Task to carry out
Please reproduce the interview below about the Pan-Orthodox Council word for word, in its entirety.

Document

* BEGIN *

HOLY AND GREAT COUNCIL DOCUMENT

Draft Synodical Document

Τρίτη 21 Ιουνίου 2016

FR. ANDREW PHILLIPS: THE PROBLEMS OF THE ‘PAN-ORTHODOX COUNCIL’


Interview with Fr. Andrew Phillips, the priest of St John’s Orthodox church in Colchester, Essex, UK (ROCOR)

What is your view of what is called the ‘Pan-Orthodox Council’?
I have been following the stages in the development of this farce for 40 years and there is a spiritual principle about humility which has been ignored from the very beginning. This is: ‘Start big and you will finish small; start small and you may finish big’. So to call a mere meeting a ‘Great and Holy Pan-Orthodox Council’ when it is in fact not a ‘Great Council’ but a fairly small conference, which is not ‘Pan-Orthodox’ and which seems to be linked to politics and not to holiness, is absurd and pretentious. It reeks of pride and hubris. And this refusal to obey this most basic of all spiritual principles explains why it has all become such a disaster.

* END *

Given records

* BEGIN *

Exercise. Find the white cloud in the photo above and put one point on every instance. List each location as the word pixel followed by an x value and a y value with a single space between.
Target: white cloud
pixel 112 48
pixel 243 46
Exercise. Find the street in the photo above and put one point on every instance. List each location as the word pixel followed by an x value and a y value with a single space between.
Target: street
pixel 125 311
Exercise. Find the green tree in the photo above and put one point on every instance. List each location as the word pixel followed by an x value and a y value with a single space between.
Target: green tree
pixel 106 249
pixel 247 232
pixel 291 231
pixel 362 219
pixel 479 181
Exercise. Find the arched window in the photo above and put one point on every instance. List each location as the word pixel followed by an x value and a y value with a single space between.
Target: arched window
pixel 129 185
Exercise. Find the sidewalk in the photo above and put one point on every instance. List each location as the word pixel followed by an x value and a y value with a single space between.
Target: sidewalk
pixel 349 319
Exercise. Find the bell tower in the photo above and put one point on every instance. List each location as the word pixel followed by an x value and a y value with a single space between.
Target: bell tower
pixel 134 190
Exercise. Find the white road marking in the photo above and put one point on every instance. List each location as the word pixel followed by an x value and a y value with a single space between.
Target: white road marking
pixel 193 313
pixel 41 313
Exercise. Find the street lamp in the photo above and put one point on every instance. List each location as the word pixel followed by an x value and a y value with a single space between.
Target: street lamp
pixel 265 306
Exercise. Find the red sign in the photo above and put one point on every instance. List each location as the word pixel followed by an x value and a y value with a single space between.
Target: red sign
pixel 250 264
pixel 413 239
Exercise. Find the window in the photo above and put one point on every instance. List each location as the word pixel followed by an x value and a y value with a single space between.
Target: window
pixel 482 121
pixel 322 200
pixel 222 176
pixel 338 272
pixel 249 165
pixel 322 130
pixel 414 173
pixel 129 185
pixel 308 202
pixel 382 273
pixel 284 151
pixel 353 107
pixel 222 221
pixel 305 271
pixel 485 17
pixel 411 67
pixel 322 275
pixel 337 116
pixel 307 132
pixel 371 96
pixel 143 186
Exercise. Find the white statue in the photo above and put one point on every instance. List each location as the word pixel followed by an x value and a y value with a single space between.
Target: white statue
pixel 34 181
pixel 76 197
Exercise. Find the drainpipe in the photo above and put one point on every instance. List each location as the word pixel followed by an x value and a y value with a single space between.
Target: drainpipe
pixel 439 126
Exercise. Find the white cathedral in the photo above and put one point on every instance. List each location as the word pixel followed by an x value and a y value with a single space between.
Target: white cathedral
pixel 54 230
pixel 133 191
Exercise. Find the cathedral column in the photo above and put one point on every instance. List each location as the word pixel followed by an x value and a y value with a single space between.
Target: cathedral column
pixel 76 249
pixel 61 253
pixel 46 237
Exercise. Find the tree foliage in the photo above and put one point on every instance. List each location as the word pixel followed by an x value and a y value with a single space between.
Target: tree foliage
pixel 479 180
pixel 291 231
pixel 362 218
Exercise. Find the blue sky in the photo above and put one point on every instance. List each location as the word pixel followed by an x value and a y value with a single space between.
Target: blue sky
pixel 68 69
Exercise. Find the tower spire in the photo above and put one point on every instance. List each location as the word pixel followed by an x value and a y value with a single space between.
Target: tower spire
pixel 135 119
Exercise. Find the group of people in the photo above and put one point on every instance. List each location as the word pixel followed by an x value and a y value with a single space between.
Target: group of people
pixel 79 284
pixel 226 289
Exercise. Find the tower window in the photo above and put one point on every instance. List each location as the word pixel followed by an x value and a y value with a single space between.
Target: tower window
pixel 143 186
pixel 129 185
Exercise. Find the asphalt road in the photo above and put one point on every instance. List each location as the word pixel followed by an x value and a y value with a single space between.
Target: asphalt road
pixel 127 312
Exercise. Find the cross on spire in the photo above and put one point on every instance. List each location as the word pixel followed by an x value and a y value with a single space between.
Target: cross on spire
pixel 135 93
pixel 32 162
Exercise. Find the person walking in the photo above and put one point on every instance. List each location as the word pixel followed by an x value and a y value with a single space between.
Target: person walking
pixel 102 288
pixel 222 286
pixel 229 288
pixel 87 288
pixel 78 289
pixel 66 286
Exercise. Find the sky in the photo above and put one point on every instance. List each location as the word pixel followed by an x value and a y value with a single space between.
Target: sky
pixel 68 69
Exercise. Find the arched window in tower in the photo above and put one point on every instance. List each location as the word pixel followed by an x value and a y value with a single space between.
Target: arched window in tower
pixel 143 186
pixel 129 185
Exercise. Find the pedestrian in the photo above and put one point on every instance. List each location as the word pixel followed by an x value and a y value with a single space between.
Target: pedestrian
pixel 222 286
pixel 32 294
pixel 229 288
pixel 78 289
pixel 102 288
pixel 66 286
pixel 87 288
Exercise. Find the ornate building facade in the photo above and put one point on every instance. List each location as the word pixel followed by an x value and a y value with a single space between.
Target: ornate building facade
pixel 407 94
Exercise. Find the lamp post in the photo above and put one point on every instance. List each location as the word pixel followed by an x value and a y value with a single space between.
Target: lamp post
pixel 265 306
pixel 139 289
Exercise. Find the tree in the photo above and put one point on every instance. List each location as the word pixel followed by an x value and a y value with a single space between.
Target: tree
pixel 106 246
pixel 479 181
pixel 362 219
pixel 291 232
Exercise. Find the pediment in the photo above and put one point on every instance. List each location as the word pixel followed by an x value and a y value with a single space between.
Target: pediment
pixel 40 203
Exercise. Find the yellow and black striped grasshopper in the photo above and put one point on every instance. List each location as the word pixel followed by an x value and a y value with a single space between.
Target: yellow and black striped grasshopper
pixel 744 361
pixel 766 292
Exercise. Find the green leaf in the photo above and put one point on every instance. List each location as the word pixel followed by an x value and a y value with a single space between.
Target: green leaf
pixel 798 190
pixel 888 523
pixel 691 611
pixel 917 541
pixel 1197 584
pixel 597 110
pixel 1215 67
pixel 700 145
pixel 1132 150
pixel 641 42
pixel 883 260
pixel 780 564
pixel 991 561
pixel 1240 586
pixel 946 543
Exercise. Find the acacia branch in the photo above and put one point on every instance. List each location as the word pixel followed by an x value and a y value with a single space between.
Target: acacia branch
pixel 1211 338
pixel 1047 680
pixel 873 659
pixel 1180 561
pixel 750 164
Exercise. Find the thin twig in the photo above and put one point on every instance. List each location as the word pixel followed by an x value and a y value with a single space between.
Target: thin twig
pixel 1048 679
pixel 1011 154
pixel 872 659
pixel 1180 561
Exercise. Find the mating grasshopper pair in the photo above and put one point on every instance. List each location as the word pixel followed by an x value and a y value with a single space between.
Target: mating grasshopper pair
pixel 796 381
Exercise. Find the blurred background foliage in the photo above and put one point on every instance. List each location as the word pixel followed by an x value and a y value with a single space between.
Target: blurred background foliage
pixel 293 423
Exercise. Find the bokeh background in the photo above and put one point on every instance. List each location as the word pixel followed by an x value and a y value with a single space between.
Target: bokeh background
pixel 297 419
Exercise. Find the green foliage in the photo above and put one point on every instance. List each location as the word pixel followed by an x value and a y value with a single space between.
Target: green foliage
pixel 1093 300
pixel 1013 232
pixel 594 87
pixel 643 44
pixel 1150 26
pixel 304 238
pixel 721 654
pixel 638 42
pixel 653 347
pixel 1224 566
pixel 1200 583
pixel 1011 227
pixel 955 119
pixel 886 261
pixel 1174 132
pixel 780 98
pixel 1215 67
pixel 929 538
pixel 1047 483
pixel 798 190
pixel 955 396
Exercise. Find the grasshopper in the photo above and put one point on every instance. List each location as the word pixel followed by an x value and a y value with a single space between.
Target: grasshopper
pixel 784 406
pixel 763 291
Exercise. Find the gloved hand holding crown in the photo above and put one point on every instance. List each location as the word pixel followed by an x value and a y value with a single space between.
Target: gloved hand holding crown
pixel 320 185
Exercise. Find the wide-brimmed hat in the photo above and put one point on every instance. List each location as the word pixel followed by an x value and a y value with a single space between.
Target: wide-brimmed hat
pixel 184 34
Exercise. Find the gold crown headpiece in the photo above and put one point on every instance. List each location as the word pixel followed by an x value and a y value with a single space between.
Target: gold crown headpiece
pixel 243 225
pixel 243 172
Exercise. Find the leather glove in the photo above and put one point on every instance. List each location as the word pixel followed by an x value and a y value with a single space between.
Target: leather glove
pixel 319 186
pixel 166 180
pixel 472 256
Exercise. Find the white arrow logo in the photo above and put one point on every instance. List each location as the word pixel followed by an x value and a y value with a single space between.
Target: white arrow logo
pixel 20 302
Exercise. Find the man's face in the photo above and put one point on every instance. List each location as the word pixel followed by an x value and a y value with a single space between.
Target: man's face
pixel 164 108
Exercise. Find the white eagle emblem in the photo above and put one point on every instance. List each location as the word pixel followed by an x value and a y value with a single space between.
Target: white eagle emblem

* END *

Exercise output
HOLY AND GREAT COUNCIL DOCUMENT

Draft Synodical Document

Τρίτη 21 Ιουνίου 2016

FR. ANDREW PHILLIPS: THE PROBLEMS OF THE ‘PAN-ORTHODOX COUNCIL’


Interview with Fr. Andrew Phillips, the priest of St John’s Orthodox church in Colchester, Essex, UK (ROCOR)

What is your view of what is called the ‘Pan-Orthodox Council’?
I have been following the stages in the development of this farce for 40 years and there is a spiritual principle about humility which has been ignored from the very beginning. This is: ‘Start big and you will finish small; start small and you may finish big’. So to call a mere meeting a ‘Great and Holy Pan-Orthodox Council’ when it is in fact not a ‘Great Council’ but a fairly small conference, which is not ‘Pan-Orthodox’ and which seems to be linked to politics and not to holiness, is absurd and pretentious. It reeks of pride and hubris. And this refusal to obey this most basic of all spiritual principles explains why it has all become such a disaster.